### [DO THIS]
In the records that follow, how many lines contain the string "river"? Case counts. Reply with the number alone.

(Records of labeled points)

(begin)

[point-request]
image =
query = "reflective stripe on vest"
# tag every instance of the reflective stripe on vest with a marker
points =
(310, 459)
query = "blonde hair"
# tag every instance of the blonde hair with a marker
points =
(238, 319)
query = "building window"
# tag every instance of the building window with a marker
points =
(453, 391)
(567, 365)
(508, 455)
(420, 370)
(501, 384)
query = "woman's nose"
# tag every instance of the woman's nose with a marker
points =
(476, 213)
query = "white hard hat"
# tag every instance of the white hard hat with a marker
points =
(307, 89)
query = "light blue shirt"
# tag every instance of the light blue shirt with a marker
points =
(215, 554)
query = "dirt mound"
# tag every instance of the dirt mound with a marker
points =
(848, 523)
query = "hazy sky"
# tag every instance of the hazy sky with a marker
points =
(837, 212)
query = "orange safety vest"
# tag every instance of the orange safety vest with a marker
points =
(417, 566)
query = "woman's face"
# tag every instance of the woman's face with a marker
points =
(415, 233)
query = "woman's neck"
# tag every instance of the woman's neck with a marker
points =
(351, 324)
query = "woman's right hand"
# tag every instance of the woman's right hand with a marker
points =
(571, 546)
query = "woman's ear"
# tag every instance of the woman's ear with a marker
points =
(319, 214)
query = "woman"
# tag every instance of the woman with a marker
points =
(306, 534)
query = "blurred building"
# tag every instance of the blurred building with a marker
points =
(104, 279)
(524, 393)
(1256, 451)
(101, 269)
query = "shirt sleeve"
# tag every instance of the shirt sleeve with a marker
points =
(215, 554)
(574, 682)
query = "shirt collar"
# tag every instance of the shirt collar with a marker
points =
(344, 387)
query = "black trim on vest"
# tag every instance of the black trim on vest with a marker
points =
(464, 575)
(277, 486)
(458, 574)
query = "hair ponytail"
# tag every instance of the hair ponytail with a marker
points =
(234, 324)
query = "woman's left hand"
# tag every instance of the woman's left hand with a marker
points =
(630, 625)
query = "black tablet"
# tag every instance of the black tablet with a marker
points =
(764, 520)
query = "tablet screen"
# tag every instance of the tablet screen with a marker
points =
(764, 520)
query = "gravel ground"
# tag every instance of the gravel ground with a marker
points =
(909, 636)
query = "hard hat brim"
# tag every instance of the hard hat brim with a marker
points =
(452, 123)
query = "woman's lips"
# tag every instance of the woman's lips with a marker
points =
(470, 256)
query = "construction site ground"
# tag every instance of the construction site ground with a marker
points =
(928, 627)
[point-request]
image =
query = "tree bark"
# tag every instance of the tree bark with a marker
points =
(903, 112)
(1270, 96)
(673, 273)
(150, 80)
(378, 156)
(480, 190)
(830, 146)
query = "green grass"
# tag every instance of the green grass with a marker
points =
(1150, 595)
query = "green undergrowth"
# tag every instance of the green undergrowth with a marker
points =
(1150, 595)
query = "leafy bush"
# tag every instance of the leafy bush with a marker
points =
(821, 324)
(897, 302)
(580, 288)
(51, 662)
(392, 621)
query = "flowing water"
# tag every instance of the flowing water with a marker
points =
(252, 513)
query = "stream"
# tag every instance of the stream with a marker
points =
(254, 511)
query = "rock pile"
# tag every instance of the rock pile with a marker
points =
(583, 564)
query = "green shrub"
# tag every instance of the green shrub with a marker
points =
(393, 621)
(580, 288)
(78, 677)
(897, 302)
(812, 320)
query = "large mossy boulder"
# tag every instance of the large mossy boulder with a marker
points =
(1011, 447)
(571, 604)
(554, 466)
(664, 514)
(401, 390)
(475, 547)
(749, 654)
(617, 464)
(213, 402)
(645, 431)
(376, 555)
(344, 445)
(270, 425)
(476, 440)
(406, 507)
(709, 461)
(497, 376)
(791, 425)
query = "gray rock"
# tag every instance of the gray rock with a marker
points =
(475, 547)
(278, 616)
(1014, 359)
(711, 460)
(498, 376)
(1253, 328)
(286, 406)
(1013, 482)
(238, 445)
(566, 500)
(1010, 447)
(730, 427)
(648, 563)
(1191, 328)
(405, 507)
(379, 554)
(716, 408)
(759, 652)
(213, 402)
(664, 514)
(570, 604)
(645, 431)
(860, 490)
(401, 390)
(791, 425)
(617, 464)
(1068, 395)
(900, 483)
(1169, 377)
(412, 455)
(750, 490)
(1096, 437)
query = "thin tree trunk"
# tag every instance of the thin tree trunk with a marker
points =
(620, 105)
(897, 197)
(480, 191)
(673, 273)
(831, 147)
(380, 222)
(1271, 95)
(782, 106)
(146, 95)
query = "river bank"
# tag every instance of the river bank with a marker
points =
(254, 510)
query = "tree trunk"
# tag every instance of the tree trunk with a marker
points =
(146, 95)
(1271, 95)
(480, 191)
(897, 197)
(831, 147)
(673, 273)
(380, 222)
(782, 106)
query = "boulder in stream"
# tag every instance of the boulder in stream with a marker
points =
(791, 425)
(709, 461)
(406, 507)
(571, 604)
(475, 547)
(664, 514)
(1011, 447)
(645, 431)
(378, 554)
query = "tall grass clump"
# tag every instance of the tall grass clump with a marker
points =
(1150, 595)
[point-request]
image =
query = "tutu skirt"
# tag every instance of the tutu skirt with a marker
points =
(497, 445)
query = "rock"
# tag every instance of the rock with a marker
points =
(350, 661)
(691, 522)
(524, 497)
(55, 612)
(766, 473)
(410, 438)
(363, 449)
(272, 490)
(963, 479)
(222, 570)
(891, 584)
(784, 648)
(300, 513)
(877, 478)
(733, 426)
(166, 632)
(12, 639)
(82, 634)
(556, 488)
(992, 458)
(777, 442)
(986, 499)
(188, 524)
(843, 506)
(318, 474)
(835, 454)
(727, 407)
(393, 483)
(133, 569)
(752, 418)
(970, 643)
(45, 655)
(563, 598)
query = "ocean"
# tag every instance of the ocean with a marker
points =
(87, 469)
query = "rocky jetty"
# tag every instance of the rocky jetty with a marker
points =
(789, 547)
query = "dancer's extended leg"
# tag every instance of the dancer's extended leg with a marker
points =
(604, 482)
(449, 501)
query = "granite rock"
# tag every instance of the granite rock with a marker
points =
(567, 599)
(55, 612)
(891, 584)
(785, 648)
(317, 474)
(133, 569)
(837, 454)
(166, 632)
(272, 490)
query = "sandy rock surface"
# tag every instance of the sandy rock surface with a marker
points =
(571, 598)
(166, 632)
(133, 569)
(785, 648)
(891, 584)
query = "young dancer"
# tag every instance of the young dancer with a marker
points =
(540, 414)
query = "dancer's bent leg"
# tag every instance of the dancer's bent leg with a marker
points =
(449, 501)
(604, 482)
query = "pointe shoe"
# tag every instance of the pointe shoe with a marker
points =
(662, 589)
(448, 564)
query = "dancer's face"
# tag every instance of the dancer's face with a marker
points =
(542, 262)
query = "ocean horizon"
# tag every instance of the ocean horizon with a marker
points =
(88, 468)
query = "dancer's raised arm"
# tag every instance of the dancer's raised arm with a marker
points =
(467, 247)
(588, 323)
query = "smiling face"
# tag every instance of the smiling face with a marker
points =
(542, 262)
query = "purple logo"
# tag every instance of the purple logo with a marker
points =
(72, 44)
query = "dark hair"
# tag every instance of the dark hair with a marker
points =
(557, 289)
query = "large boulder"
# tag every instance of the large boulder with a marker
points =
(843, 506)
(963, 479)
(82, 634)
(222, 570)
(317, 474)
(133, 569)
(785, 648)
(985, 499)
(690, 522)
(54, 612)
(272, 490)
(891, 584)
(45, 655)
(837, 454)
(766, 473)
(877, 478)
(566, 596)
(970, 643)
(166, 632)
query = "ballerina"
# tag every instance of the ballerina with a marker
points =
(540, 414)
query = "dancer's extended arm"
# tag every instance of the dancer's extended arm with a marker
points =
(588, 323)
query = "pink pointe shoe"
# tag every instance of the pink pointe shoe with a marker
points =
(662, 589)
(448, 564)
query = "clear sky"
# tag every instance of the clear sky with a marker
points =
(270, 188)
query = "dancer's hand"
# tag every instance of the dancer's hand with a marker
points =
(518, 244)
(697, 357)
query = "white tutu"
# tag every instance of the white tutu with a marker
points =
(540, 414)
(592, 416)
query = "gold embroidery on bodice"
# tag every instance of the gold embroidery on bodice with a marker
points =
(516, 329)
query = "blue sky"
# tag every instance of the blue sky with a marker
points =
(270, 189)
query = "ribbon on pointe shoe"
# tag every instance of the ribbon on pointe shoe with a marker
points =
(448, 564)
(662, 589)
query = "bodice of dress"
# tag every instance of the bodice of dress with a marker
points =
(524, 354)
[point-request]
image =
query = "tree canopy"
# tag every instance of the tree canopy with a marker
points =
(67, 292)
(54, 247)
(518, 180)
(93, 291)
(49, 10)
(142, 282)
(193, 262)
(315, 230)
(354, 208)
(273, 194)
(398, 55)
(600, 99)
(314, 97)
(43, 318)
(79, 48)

(end)

### [TASK SOLUTION]
2